An exact copy of the listing is what is needed here; write it out in full.
....
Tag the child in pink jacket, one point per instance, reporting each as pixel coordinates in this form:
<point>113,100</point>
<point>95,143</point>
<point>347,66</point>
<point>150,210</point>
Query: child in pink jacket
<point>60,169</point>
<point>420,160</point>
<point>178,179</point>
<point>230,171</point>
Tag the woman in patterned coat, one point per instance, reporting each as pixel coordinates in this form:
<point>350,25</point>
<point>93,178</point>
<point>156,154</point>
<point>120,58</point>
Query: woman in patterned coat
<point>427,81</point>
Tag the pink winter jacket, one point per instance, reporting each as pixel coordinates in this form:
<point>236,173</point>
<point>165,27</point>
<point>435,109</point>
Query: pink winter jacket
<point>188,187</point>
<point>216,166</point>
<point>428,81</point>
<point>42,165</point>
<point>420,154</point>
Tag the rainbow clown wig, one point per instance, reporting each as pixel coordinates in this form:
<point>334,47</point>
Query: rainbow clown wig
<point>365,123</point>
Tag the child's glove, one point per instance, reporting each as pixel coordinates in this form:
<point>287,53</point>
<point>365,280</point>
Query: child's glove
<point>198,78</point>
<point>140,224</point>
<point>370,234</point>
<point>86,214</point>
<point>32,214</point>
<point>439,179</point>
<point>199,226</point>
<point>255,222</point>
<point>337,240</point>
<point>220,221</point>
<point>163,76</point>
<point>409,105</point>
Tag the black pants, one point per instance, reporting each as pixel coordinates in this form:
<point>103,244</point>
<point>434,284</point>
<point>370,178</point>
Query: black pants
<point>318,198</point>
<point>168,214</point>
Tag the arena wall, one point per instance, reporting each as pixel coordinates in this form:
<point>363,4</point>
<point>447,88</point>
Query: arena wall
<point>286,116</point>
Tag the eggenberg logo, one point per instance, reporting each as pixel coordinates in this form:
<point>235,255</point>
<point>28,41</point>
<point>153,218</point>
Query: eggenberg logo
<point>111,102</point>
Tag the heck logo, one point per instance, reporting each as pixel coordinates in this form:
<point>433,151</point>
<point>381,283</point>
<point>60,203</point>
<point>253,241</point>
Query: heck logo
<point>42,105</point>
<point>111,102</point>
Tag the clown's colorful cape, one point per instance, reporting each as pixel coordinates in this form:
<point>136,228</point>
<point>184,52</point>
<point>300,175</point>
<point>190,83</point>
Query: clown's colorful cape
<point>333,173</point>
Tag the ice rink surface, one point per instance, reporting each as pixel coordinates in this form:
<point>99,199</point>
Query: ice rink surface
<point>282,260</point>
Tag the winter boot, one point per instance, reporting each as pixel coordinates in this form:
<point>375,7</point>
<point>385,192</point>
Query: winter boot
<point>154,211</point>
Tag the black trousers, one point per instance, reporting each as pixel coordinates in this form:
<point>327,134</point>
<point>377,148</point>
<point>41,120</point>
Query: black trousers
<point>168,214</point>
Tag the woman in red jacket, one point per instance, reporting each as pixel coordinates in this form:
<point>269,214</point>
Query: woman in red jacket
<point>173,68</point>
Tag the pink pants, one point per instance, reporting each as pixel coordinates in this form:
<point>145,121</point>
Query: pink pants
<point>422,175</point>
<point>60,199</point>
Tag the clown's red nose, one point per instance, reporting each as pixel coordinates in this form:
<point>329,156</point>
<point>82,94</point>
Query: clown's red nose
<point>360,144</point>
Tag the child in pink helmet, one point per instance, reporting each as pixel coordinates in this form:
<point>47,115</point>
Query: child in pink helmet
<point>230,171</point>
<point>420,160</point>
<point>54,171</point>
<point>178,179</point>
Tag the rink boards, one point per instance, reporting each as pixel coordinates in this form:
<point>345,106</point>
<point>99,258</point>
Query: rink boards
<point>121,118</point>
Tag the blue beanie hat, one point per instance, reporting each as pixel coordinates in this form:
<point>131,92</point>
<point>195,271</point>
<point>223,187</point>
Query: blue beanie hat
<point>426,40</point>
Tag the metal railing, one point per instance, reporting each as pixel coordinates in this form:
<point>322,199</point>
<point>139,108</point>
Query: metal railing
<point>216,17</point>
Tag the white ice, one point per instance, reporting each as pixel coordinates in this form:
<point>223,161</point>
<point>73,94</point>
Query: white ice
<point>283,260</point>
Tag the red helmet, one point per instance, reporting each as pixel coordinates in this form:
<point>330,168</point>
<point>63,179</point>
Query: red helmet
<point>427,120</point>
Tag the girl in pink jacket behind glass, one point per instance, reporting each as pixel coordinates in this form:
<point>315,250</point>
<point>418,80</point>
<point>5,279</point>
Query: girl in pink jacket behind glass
....
**Result below**
Tag the child in pink jacket, one point per instance, reporting each as pixel coordinates in this form:
<point>113,100</point>
<point>95,143</point>
<point>347,66</point>
<point>150,210</point>
Query: child in pink jacket
<point>60,169</point>
<point>420,160</point>
<point>178,179</point>
<point>230,171</point>
Tag the woman in patterned coat, one point per instance, reporting each as pixel coordinates in this form:
<point>350,25</point>
<point>93,178</point>
<point>156,154</point>
<point>120,58</point>
Query: woman in patterned coat
<point>427,81</point>
Tag the pink winter jacket, one point per instance, reporting each as pixel coordinates in this form:
<point>236,173</point>
<point>165,27</point>
<point>435,109</point>
Query: pink winter jacket
<point>188,187</point>
<point>216,166</point>
<point>428,81</point>
<point>42,165</point>
<point>420,154</point>
Tag the rainbow clown wig, one point per instance, reporting each as pixel coordinates in this form:
<point>334,47</point>
Query: rainbow clown wig
<point>365,123</point>
Tag the child's glove, one point per instance, reporting each as pixel coordinates in this form:
<point>287,53</point>
<point>365,280</point>
Query: child's glove
<point>198,78</point>
<point>140,224</point>
<point>370,234</point>
<point>86,214</point>
<point>32,214</point>
<point>439,179</point>
<point>199,226</point>
<point>255,222</point>
<point>337,240</point>
<point>220,221</point>
<point>163,76</point>
<point>409,105</point>
Tag the black pants, one point per instance, reporting each as pixel coordinates in this form:
<point>103,244</point>
<point>434,284</point>
<point>370,178</point>
Query: black pants
<point>318,198</point>
<point>168,214</point>
Tag the arena wall, one point per instance, reporting each as pixel coordinates in this form:
<point>363,4</point>
<point>447,88</point>
Query: arena wall
<point>286,116</point>
Tag the eggenberg logo, one point per instance, reporting each as pixel coordinates in this form:
<point>235,255</point>
<point>28,41</point>
<point>153,218</point>
Query: eggenberg logo
<point>111,102</point>
Tag the heck logo, one point per instance, reporting each as pixel coordinates in this form:
<point>433,151</point>
<point>381,283</point>
<point>60,203</point>
<point>253,241</point>
Query: heck logo
<point>42,105</point>
<point>111,102</point>
Tag the clown's colorful cape, one point per instance, reporting each as pixel coordinates in this form:
<point>136,228</point>
<point>184,52</point>
<point>300,175</point>
<point>190,83</point>
Query: clown's colorful cape
<point>333,173</point>
Tag the ice rink surface, one point per instance, reporting each as pixel coordinates in this form:
<point>99,199</point>
Query: ice rink surface
<point>282,260</point>
Tag the winter boot, one point per instance, reporting each as pixel coordinates in this form:
<point>375,7</point>
<point>385,192</point>
Query: winter boot
<point>154,211</point>
Tag the black trousers, one point per instance, reporting each as pixel coordinates in this form:
<point>327,134</point>
<point>377,148</point>
<point>41,120</point>
Query: black trousers
<point>168,214</point>
Tag the woman in red jacket, one point per instance, reporting each as pixel coordinates in this form:
<point>269,214</point>
Query: woman in red jacket
<point>173,68</point>
Tag the pink pants, one point per instance, reporting each as pixel coordinates in this form:
<point>145,121</point>
Query: pink pants
<point>422,175</point>
<point>60,199</point>
Tag the clown's red nose, one point per instance, reporting each as pixel coordinates in this form:
<point>329,156</point>
<point>82,94</point>
Query: clown's red nose
<point>360,144</point>
Tag the child in pink helmet, one point per instance, reporting each as pixel coordinates in this form:
<point>47,115</point>
Query: child in pink helmet
<point>230,171</point>
<point>420,160</point>
<point>54,171</point>
<point>178,179</point>
Tag the rink boards, one point per instance, reporting each as pixel coordinates in this form:
<point>345,106</point>
<point>99,258</point>
Query: rink boards
<point>121,118</point>
Tag the blue beanie hat, one point per instance, reporting each as pixel coordinates in this form:
<point>131,92</point>
<point>195,271</point>
<point>223,187</point>
Query: blue beanie hat
<point>426,40</point>
Tag the metal railing, one point per instance, reporting each as pixel coordinates in this form:
<point>322,199</point>
<point>139,108</point>
Query: metal railing
<point>216,17</point>
Tag the white ice, one point per instance, reporting each as pixel coordinates in this form:
<point>223,161</point>
<point>73,94</point>
Query: white ice
<point>283,260</point>
Tag the red helmet, one point per instance, reporting each as pixel coordinates in this form:
<point>330,168</point>
<point>63,179</point>
Query: red helmet
<point>427,120</point>
Tag the girl in pink jacket behind glass, one point per instance, reporting each as pixel coordinates in this form:
<point>315,250</point>
<point>418,80</point>
<point>5,279</point>
Query: girl in pink jacket behind glass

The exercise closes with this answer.